Natural-language object grounding data
________________
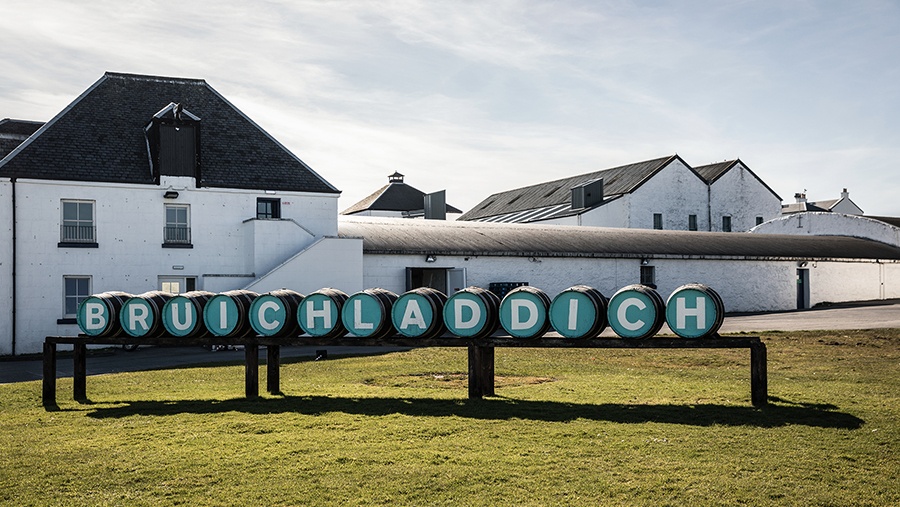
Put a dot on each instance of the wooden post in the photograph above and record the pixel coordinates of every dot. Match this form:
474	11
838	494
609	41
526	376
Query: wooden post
________________
The problem
Which lines of the data above contain the string "post"? Copy each of them.

Task output
Put a dot on each instance of the wooden post in the photograph above and record the pixel coordinates of every dot. Match this form:
Query: wooden post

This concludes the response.